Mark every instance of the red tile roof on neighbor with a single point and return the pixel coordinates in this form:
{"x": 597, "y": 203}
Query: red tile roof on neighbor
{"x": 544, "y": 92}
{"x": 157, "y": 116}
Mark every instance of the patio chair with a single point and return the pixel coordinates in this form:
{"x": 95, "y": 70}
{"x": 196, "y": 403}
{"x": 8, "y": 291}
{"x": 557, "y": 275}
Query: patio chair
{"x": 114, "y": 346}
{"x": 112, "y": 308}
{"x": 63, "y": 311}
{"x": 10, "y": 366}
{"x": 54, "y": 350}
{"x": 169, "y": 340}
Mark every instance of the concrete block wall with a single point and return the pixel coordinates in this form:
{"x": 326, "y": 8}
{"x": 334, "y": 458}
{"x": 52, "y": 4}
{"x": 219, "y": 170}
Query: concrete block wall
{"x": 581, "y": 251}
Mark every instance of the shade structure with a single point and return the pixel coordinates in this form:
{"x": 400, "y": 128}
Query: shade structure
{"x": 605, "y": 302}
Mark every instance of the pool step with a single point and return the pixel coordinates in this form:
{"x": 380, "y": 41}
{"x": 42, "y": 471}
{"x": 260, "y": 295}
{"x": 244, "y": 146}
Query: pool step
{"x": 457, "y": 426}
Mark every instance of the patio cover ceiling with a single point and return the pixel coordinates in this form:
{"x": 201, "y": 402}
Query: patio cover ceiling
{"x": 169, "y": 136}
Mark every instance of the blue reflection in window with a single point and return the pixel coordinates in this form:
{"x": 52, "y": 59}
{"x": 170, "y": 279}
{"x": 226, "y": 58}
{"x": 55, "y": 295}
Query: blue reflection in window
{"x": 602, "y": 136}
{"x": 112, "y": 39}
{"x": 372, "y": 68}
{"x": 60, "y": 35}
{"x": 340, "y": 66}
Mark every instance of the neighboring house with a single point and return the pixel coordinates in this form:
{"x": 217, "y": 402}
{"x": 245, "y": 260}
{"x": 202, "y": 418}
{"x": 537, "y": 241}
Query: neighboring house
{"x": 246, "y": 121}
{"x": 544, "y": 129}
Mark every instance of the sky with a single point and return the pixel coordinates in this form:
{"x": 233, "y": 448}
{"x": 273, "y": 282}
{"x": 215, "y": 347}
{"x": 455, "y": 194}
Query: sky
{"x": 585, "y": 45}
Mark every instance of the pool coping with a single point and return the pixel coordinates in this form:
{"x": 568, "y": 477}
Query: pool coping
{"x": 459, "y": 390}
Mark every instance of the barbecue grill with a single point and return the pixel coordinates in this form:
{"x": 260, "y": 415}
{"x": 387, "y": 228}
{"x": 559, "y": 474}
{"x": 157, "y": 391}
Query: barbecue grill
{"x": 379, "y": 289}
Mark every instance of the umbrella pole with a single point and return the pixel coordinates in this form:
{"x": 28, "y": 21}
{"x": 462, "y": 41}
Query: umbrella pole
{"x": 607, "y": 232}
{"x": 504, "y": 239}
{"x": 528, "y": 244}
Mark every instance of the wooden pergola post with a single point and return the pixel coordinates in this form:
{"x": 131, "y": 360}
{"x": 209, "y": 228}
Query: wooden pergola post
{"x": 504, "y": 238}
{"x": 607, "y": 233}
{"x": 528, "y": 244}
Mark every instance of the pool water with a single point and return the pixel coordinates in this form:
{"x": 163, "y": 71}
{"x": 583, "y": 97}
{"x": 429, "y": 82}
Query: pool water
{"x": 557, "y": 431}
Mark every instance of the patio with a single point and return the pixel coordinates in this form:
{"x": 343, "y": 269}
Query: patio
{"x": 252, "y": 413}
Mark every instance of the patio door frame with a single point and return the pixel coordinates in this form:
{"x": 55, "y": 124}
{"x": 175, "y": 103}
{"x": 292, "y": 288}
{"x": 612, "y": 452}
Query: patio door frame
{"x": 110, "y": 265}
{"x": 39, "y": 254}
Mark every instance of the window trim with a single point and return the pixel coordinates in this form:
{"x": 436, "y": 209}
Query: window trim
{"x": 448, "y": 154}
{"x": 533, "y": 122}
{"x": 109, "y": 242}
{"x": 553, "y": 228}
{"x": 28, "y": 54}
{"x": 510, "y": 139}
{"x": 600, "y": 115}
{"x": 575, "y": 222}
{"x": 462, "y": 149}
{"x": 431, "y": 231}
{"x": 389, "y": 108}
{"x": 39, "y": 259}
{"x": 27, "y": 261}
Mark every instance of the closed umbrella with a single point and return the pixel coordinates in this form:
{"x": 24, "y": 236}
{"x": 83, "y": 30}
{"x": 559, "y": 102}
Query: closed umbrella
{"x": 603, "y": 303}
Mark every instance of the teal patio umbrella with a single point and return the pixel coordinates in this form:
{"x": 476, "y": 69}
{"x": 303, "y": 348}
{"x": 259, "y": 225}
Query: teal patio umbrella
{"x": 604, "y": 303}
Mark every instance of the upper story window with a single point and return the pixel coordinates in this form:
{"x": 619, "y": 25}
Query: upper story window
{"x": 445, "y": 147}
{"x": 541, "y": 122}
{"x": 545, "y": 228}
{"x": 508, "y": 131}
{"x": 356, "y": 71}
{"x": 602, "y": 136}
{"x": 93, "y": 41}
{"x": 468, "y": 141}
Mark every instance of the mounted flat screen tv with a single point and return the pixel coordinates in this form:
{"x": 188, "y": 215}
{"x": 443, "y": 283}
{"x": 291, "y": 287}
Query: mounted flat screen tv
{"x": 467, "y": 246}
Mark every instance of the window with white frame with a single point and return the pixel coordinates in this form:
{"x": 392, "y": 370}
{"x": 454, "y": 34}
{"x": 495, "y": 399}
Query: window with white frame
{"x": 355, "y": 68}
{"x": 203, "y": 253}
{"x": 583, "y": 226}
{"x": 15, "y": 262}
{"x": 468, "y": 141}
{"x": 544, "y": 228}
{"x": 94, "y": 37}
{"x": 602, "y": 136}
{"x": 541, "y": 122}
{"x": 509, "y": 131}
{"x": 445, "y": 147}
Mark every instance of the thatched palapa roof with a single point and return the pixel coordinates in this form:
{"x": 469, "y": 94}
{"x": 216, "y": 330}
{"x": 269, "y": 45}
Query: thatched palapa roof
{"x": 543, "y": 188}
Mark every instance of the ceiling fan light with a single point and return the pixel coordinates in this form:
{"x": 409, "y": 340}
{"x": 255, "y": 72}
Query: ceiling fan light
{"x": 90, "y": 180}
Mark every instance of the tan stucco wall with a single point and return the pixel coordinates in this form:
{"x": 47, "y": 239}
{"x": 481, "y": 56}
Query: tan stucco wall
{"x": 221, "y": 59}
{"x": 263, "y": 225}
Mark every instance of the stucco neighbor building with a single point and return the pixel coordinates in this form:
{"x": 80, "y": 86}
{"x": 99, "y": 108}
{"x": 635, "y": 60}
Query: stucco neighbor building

....

*Problem statement:* Each entry needs to be given again exactly as it stands.

*The completed task:*
Mark every instance of the red tile roof on neighbor with a single point and return the pixel coordinates in this form:
{"x": 597, "y": 203}
Query: red tile roof on neighbor
{"x": 544, "y": 92}
{"x": 157, "y": 116}
Mark every instance of the patio chair with a single point and return the pixel coordinates in this form:
{"x": 95, "y": 70}
{"x": 196, "y": 403}
{"x": 8, "y": 291}
{"x": 557, "y": 275}
Query: patio chair
{"x": 114, "y": 346}
{"x": 112, "y": 308}
{"x": 63, "y": 311}
{"x": 10, "y": 366}
{"x": 54, "y": 350}
{"x": 169, "y": 340}
Mark every instance of the concrete block wall with a single point and return the pixel coordinates in this form:
{"x": 326, "y": 8}
{"x": 334, "y": 458}
{"x": 52, "y": 4}
{"x": 219, "y": 170}
Query: concrete block wall
{"x": 581, "y": 251}
Mark every instance of the shade structure with a single point and return the pixel coordinates in this form:
{"x": 400, "y": 128}
Query: shade structure
{"x": 605, "y": 302}
Mark every instance of the pool step with a single point and return the pixel coordinates in this form:
{"x": 380, "y": 41}
{"x": 42, "y": 471}
{"x": 260, "y": 295}
{"x": 244, "y": 146}
Query: pool step
{"x": 457, "y": 426}
Mark every instance of the patio cover ceiling with a single point and return the pixel coordinates in this form:
{"x": 201, "y": 402}
Query: patio cover ceiling
{"x": 169, "y": 136}
Mark every instance of the blue reflection in window with a single point and return the pixel coordinates in this form:
{"x": 52, "y": 59}
{"x": 170, "y": 279}
{"x": 226, "y": 58}
{"x": 55, "y": 295}
Query: blue reflection in window
{"x": 602, "y": 136}
{"x": 112, "y": 39}
{"x": 372, "y": 68}
{"x": 60, "y": 35}
{"x": 340, "y": 66}
Mark every instance of the neighboring house with a single point and return the pixel coordinates in this form:
{"x": 217, "y": 402}
{"x": 245, "y": 260}
{"x": 202, "y": 418}
{"x": 537, "y": 241}
Query: neighboring house
{"x": 246, "y": 121}
{"x": 544, "y": 129}
Mark every instance of the sky with a single point and return the pixel coordinates in this form:
{"x": 233, "y": 448}
{"x": 273, "y": 282}
{"x": 215, "y": 347}
{"x": 455, "y": 194}
Query: sky
{"x": 585, "y": 45}
Mark every instance of the pool coping with a single point and return the pixel coordinates in this form:
{"x": 568, "y": 477}
Query: pool coping
{"x": 459, "y": 390}
Mark every instance of the barbecue grill with a single point and return the pixel coordinates in this form:
{"x": 260, "y": 415}
{"x": 387, "y": 228}
{"x": 559, "y": 474}
{"x": 157, "y": 391}
Query: barbecue grill
{"x": 379, "y": 289}
Mark every instance of the umbrella pole with a single point and return the pixel coordinates in this form:
{"x": 28, "y": 21}
{"x": 462, "y": 41}
Query: umbrella pole
{"x": 607, "y": 232}
{"x": 504, "y": 239}
{"x": 528, "y": 244}
Mark every instance of the wooden pergola post with a single point and return the pixel coordinates in this form:
{"x": 131, "y": 360}
{"x": 209, "y": 228}
Query: wooden pergola post
{"x": 504, "y": 238}
{"x": 607, "y": 233}
{"x": 528, "y": 244}
Mark every instance of the pool water with a single point and return the pixel coordinates in this form:
{"x": 163, "y": 71}
{"x": 583, "y": 97}
{"x": 429, "y": 82}
Query: pool water
{"x": 557, "y": 431}
Mark every instance of the patio with a single point and return the pixel coordinates in this form:
{"x": 343, "y": 269}
Query: patio
{"x": 252, "y": 413}
Mark every instance of the patio door frame with a single point and return the pixel coordinates in this form:
{"x": 55, "y": 124}
{"x": 175, "y": 103}
{"x": 292, "y": 288}
{"x": 612, "y": 452}
Query: patio door frame
{"x": 110, "y": 265}
{"x": 39, "y": 254}
Mark every instance of the window trim with a single point and return the pixel coordinates in this form:
{"x": 436, "y": 209}
Query: window trim
{"x": 448, "y": 154}
{"x": 533, "y": 122}
{"x": 109, "y": 242}
{"x": 553, "y": 228}
{"x": 28, "y": 54}
{"x": 510, "y": 139}
{"x": 600, "y": 115}
{"x": 575, "y": 222}
{"x": 462, "y": 149}
{"x": 431, "y": 231}
{"x": 389, "y": 108}
{"x": 39, "y": 259}
{"x": 27, "y": 261}
Mark every instance of the closed umbrella with a single point and return the pixel coordinates in this form:
{"x": 24, "y": 236}
{"x": 83, "y": 30}
{"x": 559, "y": 102}
Query: closed umbrella
{"x": 603, "y": 303}
Mark every instance of the teal patio umbrella with a single point and return the pixel coordinates in this form:
{"x": 476, "y": 69}
{"x": 303, "y": 348}
{"x": 259, "y": 225}
Query: teal patio umbrella
{"x": 604, "y": 303}
Mark every instance of the upper story window with a single point and return the pixel coordinates in this form:
{"x": 619, "y": 25}
Query: upper story window
{"x": 445, "y": 147}
{"x": 541, "y": 122}
{"x": 545, "y": 228}
{"x": 508, "y": 131}
{"x": 356, "y": 71}
{"x": 602, "y": 136}
{"x": 93, "y": 41}
{"x": 468, "y": 141}
Mark every instance of the mounted flat screen tv with a single point and return the pixel coordinates in this form:
{"x": 188, "y": 215}
{"x": 443, "y": 283}
{"x": 291, "y": 287}
Query: mounted flat screen tv
{"x": 467, "y": 246}
Mark every instance of the window with white frame with a single point and return the pixel coordinates in this form:
{"x": 392, "y": 370}
{"x": 454, "y": 34}
{"x": 495, "y": 399}
Query: window with white frame
{"x": 355, "y": 68}
{"x": 203, "y": 253}
{"x": 583, "y": 226}
{"x": 15, "y": 262}
{"x": 468, "y": 141}
{"x": 544, "y": 228}
{"x": 94, "y": 37}
{"x": 602, "y": 136}
{"x": 541, "y": 122}
{"x": 509, "y": 131}
{"x": 445, "y": 147}
Mark every instance of the thatched palapa roof with a single point and return the pixel coordinates in this form:
{"x": 469, "y": 94}
{"x": 216, "y": 330}
{"x": 269, "y": 45}
Query: thatched palapa roof
{"x": 543, "y": 188}
Mark every instance of the ceiling fan light with a single point and return the pixel coordinates in this form:
{"x": 409, "y": 340}
{"x": 255, "y": 72}
Query: ceiling fan light
{"x": 90, "y": 180}
Mark every instance of the tan stucco wall with a single point and return the pixel coordinates in this form:
{"x": 47, "y": 239}
{"x": 481, "y": 56}
Query: tan stucco wall
{"x": 221, "y": 59}
{"x": 263, "y": 225}
Mark every instance of the stucco neighbor building with a single point and return the pixel coordinates in this form:
{"x": 80, "y": 86}
{"x": 99, "y": 108}
{"x": 635, "y": 60}
Query: stucco neighbor building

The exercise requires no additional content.